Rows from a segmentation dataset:
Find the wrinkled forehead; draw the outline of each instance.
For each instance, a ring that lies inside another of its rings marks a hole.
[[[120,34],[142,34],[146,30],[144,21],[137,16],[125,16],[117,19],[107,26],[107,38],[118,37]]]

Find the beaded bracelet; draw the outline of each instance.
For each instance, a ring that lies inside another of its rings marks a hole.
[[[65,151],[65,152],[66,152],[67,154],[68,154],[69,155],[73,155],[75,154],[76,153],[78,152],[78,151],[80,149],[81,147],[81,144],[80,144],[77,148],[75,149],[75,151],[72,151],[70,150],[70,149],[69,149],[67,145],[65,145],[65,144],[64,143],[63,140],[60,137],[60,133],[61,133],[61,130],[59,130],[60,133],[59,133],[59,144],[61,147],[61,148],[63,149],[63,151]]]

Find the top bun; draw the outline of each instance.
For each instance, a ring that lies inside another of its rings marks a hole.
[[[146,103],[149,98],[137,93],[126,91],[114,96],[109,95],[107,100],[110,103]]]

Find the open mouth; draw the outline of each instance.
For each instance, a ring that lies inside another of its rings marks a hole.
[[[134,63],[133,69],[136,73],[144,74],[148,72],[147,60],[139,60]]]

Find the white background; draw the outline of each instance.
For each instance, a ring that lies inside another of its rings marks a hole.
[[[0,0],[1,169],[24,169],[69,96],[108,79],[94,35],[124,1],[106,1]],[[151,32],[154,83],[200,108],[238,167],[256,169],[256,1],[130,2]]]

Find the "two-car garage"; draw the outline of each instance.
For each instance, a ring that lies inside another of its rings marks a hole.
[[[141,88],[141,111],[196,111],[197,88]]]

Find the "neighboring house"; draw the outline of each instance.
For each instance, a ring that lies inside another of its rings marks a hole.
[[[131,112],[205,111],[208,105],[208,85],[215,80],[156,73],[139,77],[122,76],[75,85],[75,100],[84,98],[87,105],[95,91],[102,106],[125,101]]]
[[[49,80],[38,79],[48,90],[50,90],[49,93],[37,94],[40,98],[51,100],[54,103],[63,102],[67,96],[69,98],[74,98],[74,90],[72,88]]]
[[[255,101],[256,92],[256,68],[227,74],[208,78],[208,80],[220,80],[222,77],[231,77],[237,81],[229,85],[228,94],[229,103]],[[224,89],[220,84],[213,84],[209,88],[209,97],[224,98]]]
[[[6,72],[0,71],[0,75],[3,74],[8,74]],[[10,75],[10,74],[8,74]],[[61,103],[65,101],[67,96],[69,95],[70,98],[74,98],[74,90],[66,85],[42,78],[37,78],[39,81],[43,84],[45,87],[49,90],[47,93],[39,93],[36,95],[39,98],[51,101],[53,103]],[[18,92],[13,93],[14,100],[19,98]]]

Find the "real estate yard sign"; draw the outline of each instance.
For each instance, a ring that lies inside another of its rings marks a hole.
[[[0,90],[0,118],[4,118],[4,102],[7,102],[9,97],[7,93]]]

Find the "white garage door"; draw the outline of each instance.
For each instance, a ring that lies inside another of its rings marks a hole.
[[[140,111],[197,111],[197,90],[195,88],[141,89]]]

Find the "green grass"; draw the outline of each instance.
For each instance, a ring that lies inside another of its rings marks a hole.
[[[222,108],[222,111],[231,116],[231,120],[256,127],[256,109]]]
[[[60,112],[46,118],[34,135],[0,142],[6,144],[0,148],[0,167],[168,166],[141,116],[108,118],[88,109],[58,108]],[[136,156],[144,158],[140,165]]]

AIM: Copy out each record exactly as given, omitting none.

SOLUTION FOR THIS TASK:
Find the wrinkled forehead; draw the outline of each instance.
For each instance, a ring that lies inside another of its rings marks a hole.
[[[120,34],[142,34],[146,30],[144,21],[137,16],[125,16],[117,19],[107,26],[107,38],[118,37]]]

Find the beaded bracelet; draw the outline of each instance.
For each instance, a ring that lies inside another of its rings marks a hole.
[[[65,151],[65,152],[66,152],[67,154],[68,154],[69,155],[73,155],[75,154],[76,153],[78,152],[78,151],[80,149],[81,147],[81,144],[80,144],[77,148],[75,149],[75,151],[72,151],[70,150],[70,149],[69,149],[67,145],[65,145],[65,144],[64,143],[63,140],[60,137],[60,133],[61,133],[61,130],[59,130],[60,133],[59,133],[59,144],[61,147],[61,148],[63,149],[63,151]]]

Find the top bun; draw the outline of each instance.
For each instance, a ring that lies inside another of its rings marks a hole.
[[[146,103],[149,98],[137,93],[126,91],[114,96],[109,95],[107,100],[110,103]]]

Find the open mouth; draw the outline of each instance.
For each instance, a ring that lies inside another of its rings marks a hole.
[[[134,63],[133,69],[136,73],[144,74],[148,72],[147,60],[139,60]]]

Find the white background; draw the outline of each instance.
For each instance, a ring that lies inside another of its rings marks a hole.
[[[0,0],[1,169],[24,169],[69,96],[108,79],[94,35],[124,1],[106,1]],[[151,32],[154,83],[200,108],[238,167],[256,169],[256,1],[130,2]]]

Find the "two-car garage"; draw the outline of each instance.
For each instance, a ring that lies inside another of its rings marks a hole.
[[[141,88],[141,111],[196,111],[197,88]]]

Find the "neighboring house"; draw the outline of each instance.
For each instance, a ring that lies inside another of its rings marks a hole.
[[[131,112],[205,111],[208,105],[208,85],[215,80],[156,73],[139,77],[122,76],[75,85],[75,100],[84,98],[87,105],[95,91],[102,106],[125,101]]]
[[[49,80],[38,79],[48,90],[50,90],[49,93],[37,94],[40,98],[51,100],[54,103],[63,102],[67,96],[69,98],[74,98],[74,90],[72,88]]]
[[[255,101],[256,92],[256,68],[227,74],[208,78],[208,80],[220,80],[222,77],[231,77],[237,81],[229,85],[228,94],[229,103]],[[224,89],[220,84],[213,84],[209,88],[209,97],[224,98]]]
[[[6,72],[0,71],[0,75],[3,74],[8,74]],[[10,75],[10,74],[8,74]],[[61,103],[65,101],[67,96],[69,95],[70,98],[74,98],[74,90],[66,85],[42,78],[37,78],[39,81],[43,84],[45,87],[49,90],[47,93],[39,93],[36,95],[39,98],[51,101],[53,103]],[[18,92],[13,93],[14,100],[19,98]]]

Find the "real estate yard sign"; draw the outline of each instance.
For each instance, a ring that lies inside another of its rings marks a hole.
[[[0,90],[0,118],[4,118],[4,102],[7,102],[9,97],[7,93]]]

Find the "white garage door"; draw the outline of each instance.
For each instance, a ring that lies inside another of its rings marks a hole.
[[[140,111],[197,111],[197,90],[195,88],[141,89]]]

Find the "green grass"; draw the outline of each instance.
For each instance, a ring that lies inside another of its rings marks a hole.
[[[222,108],[222,111],[231,116],[231,120],[256,127],[256,109]]]
[[[60,112],[46,118],[34,135],[0,142],[6,144],[0,148],[0,167],[168,166],[141,116],[108,118],[88,109],[58,108]],[[136,156],[144,158],[140,165]]]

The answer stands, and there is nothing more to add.